[Natural-language object grounding data]
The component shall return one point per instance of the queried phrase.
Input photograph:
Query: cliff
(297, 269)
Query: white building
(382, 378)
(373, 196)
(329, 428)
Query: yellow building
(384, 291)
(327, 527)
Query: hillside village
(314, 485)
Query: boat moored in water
==
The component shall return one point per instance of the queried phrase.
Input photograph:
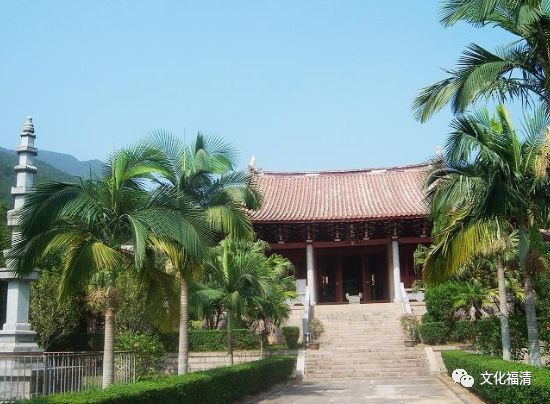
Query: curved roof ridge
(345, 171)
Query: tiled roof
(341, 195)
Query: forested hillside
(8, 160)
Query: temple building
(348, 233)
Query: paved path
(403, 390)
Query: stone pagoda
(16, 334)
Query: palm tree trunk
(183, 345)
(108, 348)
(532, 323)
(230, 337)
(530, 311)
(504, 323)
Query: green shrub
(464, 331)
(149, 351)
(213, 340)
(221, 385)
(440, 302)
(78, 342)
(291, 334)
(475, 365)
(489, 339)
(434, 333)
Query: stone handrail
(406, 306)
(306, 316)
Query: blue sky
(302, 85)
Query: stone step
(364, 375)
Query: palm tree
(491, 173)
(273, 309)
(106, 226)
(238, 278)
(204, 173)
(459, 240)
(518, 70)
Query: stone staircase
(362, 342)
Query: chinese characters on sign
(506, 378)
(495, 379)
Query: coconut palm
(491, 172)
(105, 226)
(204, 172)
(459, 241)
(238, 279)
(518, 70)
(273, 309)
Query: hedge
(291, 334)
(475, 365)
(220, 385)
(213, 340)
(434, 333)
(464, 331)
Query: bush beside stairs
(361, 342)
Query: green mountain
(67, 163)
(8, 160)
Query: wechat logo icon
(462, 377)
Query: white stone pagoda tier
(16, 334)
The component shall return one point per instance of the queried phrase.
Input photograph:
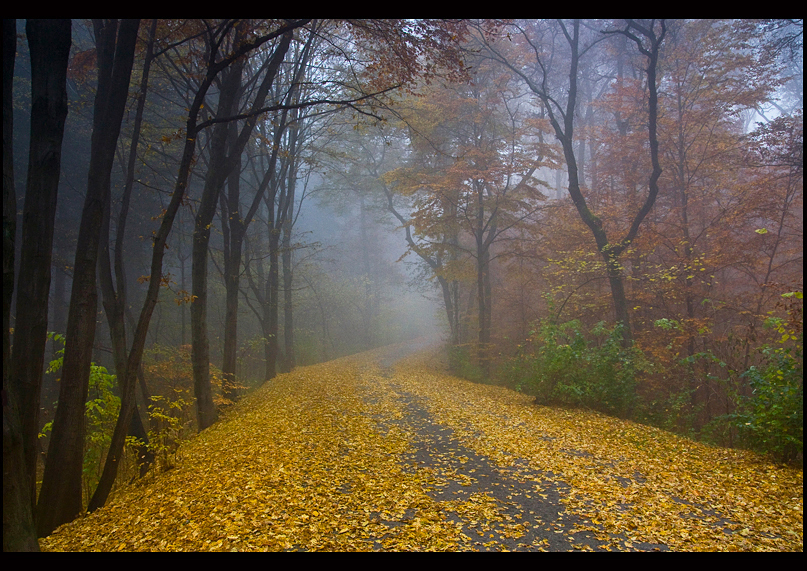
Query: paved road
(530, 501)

→ **TASK REQUIREMENTS**
Would you print, exactly as written, every line above from the one holding "Query: hillside village" through the one holding "Query: boat moored in water", with both included and no other lines?

→ **RESPONSE AREA**
Query: hillside village
(314, 485)
Query: boat moored in water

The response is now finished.